How Culpable Are Hospitals?
Friedman and his co-authors were quick to point out that the hospitals they studied likely were not deliberately trying to harm patients.
“Our working hypothesis is that hospitals are deeply devoted to protecting their patients’ privacy, but that they were not aware of the scope of the problem of web tracking,” Friedman says. It’s likely that most of the tracking found its way to websites because the web administrator was looking for specific functionality without considering the overall mission and policies of the hospital, he says.
This can happen if the hospital marketing teams or website managers aren’t aware of what the new federal requirements are, says Zweifel-Keegan. “For example, if the hospital doesn't have a privacy officer, or if the privacy officer isn't involved in those kinds of decisions, they may be configuring their websites and allowing this sort of behavior to continue.”
Another possibility is they’re just not making the auditing of third-party tracking a priority, says Jay Hodes, president of Virginia-based Colington Consulting, which provides HIPAA consulting services for healthcare providers and business associates. “My sense is I don’t think a lot of small- to mid-size organizations put a lot of stock in ensuring they’re complying with HIPAA because they don’t understand what the requirements call for.”
The OCR is trying to raise awareness about tracking technologies, but “I don’t think they have the resources in terms of ramping up enforcement. Once OCR settles a couple of cases regarding the use of tracking technologies, a loud and clear message will be sent to the healthcare sector,” says Hodes.
Given the recent attention to this issue by the OCR, research, and media outlets, the hope is health system entities will move rapidly to fix the problem and protect their patients' privacy, says Friedman.
Addressing Tracking through Audits
Friedman and his colleagues recommended that policymakers address tracking on health-related web pages, “specifically in proposed privacy legislation that builds on the framework of the American Data Protection and Privacy Act, ideally by prohibiting the practice.”
Hospitals can limit or eliminate third-party tracking through audits. Those that choose to allow tracking should disclose the practice to visitors, allowing them a chance to opt out through simple procedures, wrote the authors of the Health Affairs study.
Having a privacy expert on staff is critical, says Zweifel-Keegan. These experts should be in communication with the marketing teams and website managers to ensure that everyone is well-versed in privacy laws and regulations.
Friedman says some hospitals have already expressed an interest in making these changes. The informatics community has offered support to hospitals looking for technical help on this issue, he says.
Hodes knows of a chief compliance officer on the West Coast who's paying attention to the issue. Reading up on the OCR guidance, he paid a visit to the hospital’s marketing department. “If you are utilizing any tracking technology, cease and desist,” Hodes says the compliance officer told staff members. “We don’t want OCR issuing an investigation based on patient complaints.”
At one East Coast hospital, the marketing department flagged the lack of guidance from its compliance department about third-party tracking, Hodes says.
Ultimately, the auditing of third-party tracking technology is going to be patient-driven, says Hodes. “More patients have to be aware of how their data is being utilized and start complaining to OCR.”
People who visit their doctor should feel comfortable talking about awkward or sensitive parts of their health. Professional norms and the law combine to keep that information safe with their doctor and care team. “You should have that same feeling of comfort and privacy when you visit your hospital's website to schedule an appointment or look up information on your health,” says Friedman.
Jennifer Lubell is a freelance healthcare and medical writer based in the Washington, DC, area.

Dataset content.
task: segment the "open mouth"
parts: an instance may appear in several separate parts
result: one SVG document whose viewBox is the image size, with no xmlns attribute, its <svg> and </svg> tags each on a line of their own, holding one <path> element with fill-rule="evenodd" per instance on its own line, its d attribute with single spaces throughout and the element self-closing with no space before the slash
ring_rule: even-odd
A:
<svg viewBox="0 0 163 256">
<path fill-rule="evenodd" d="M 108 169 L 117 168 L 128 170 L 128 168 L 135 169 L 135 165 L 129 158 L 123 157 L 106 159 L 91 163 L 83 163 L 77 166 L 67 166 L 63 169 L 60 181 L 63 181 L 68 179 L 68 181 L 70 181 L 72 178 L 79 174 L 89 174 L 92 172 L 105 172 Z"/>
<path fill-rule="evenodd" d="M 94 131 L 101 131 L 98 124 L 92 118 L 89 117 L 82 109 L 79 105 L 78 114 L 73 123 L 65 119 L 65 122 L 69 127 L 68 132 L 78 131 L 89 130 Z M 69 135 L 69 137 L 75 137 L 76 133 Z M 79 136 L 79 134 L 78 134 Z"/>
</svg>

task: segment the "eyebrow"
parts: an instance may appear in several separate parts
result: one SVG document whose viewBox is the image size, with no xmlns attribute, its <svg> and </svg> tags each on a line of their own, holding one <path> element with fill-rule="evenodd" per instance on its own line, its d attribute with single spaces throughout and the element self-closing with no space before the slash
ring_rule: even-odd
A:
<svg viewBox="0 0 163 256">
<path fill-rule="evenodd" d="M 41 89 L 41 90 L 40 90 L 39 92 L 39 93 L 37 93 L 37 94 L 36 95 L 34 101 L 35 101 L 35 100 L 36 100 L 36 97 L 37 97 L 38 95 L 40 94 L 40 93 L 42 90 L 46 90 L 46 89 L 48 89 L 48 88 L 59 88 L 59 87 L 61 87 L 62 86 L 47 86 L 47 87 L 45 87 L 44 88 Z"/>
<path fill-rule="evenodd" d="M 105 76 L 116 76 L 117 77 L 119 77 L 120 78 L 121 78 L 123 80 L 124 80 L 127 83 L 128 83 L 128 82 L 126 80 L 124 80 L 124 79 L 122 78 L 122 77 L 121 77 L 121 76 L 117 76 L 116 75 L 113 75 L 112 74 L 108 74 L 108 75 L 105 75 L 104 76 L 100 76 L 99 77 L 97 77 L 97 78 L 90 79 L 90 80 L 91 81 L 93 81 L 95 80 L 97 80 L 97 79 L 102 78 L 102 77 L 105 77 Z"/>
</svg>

Questions.
(a) In the passage on hospital web tracking, what is the name of the consulting firm that Jay Hodes leads?
(b) List every person identified by name in the passage on hospital web tracking.

Answers by item number.
(a) Colington Consulting

(b) Friedman, Zweifel-Keegan, Jay Hodes, Jennifer Lubell